### Exercise
Reproduce the entries that follow, exactly and in full.

### Source data
┄┄┄┄┄┄┄┄┄┄┄┄┄┄┄┄┄┄┄┄

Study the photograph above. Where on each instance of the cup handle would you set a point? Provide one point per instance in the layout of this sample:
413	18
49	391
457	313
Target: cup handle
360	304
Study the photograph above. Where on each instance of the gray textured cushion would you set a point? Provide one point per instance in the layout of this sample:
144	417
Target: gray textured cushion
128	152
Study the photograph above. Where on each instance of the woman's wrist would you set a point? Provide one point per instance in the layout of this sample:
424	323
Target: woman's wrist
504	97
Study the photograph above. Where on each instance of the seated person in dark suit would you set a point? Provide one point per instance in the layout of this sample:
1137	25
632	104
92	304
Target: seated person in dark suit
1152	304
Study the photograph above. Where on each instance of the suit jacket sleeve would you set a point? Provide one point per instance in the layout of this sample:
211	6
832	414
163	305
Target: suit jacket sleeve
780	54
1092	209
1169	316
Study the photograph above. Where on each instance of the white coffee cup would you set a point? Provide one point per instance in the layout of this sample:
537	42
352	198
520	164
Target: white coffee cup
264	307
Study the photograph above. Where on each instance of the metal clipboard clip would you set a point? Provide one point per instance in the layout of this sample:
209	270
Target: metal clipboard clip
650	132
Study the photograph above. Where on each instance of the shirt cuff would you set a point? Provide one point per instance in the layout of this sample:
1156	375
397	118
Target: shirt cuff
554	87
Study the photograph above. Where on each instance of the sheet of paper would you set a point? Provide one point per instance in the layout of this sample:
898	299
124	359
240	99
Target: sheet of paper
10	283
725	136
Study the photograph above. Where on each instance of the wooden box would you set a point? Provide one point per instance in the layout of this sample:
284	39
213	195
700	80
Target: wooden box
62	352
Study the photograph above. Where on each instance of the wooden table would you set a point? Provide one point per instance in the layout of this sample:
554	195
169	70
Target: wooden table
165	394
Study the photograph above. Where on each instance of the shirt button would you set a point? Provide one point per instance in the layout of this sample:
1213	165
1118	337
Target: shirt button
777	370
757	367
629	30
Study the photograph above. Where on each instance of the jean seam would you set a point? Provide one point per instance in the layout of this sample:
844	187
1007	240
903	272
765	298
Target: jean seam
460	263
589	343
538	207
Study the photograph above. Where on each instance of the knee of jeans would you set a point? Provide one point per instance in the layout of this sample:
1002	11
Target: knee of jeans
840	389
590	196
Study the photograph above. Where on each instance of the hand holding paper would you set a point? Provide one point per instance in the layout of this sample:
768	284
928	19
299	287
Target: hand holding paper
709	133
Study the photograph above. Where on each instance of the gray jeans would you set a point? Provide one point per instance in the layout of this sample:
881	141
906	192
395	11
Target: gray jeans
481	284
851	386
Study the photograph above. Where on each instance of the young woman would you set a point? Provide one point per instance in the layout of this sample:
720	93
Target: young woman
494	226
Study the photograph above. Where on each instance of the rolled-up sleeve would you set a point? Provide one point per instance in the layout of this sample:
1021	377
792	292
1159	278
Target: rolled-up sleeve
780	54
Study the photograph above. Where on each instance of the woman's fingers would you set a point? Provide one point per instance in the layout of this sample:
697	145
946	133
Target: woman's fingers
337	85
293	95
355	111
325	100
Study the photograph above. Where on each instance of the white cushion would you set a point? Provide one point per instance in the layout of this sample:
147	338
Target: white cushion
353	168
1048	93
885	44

┄┄┄┄┄┄┄┄┄┄┄┄┄┄┄┄┄┄┄┄

### Task result
Study the photograph above. Where on each instance of the cup handle would you set a point? Provide one point per instance in the layout of this sample:
413	18
49	391
457	313
Target: cup handle
360	304
Study the photograph above. Where on each instance of the gray textured cushion would you set a point? Provide one point per instance in the layout of this sample:
144	417
Target: gray textured cushion
128	152
Study the photograph above. Where on each instance of the woman's wrist would you set a point? Provide one point per instance in the layout of this sample:
424	323
Target: woman's wrist
504	97
Study the photograph above. Where on each instance of the seated person in dark suit would you set a point? Provide one point per instance in the layout of this sample:
1137	25
632	104
92	304
Target: seated person in dark suit
1152	304
Study the photograph above. Where on each instance of the suit jacket sleeve would you set a point? Provide one point per instance in the layout of this sample:
211	6
832	414
163	305
Target: suit jacket sleeve
780	54
1092	209
1169	316
Study the photograph above. Where on each instance of the white coffee cup would you set a point? Provide one point per instance in the layout of this sample:
537	42
352	198
520	164
Target: white coffee cup
264	307
Study the photograph above. Where on each instance of the metal clipboard clip would you set a point? Provide one point per instance in the layout of this sample:
209	270
Target: metal clipboard clip
650	132
Study the photograph above. Where on each instance of the shirt cuff would you set a point? Provide one point per instance in the layout of this sample:
1156	375
397	118
Target: shirt cuff
554	87
Study the photograph above. Where on each instance of the sheet of paper would you set a point? Provide one point per instance in the layout of this sample:
898	299
124	359
240	99
Target: sheet of paper
10	283
725	136
Study the photograph above. Where on each instance of the wooden box would you set a point? Provide one point per instance in the layout of this sample:
284	39
213	195
700	80
Target: wooden box
62	352
Study the photograph above. Where on each instance of the wooden table would you set a point? Provide one point per instance in the layout of this sample:
554	195
169	70
Target: wooden table
165	394
Study the photograph above. Where on each instance of the shirt button would you set a point? Provide one point per instance in the layout of this sample:
1213	165
1118	337
Target: shirt button
777	370
757	367
629	30
Study the photograph above. Where on each instance of the jean seam would you set a point? Provide one point per instance in the layout of this sample:
844	187
1007	240
903	272
765	298
Target: jean seam
460	263
589	343
538	207
Study the photograph above. Where on each instance of the knee of jeans would you set a point? Provide one point per instance in the layout of this sample:
1002	11
Target: knee of jeans
840	389
590	196
Study the photograph above. Where on each instance of the hand holding paper would you set a point? Provide one point per instance in the layout of this sample:
768	284
928	19
299	287
Target: hand holding paper
709	133
Study the photograph above. Where on each instance of the gray jeans would you set a point? Provide one point per instance in the layout of this sample:
881	141
906	192
395	11
Target: gray jeans
481	284
851	386
Study the photograph above. Where on each instance of the young woman would you set a point? Provide one point per instance in the layout of this sample:
720	93
Target: young woman
494	226
Study the photograph above. Where on each instance of the rolled-up sleeve would you set a point? Provide one point per instance in the layout of this sample:
1021	377
792	292
1159	278
Target: rolled-up sleeve
780	54
Study the photograph above. Where on each instance of the woman's fingers would you set a point? Provide one point per instance in the layout of this sample:
697	145
946	133
Target: woman's fingers
337	85
293	95
355	111
325	100
Study the photograph above. Where on each instance of the white cushion would you set a point? Provide one point per instance in the layout of this sample:
147	338
Target: white cushion
353	168
1048	93
885	44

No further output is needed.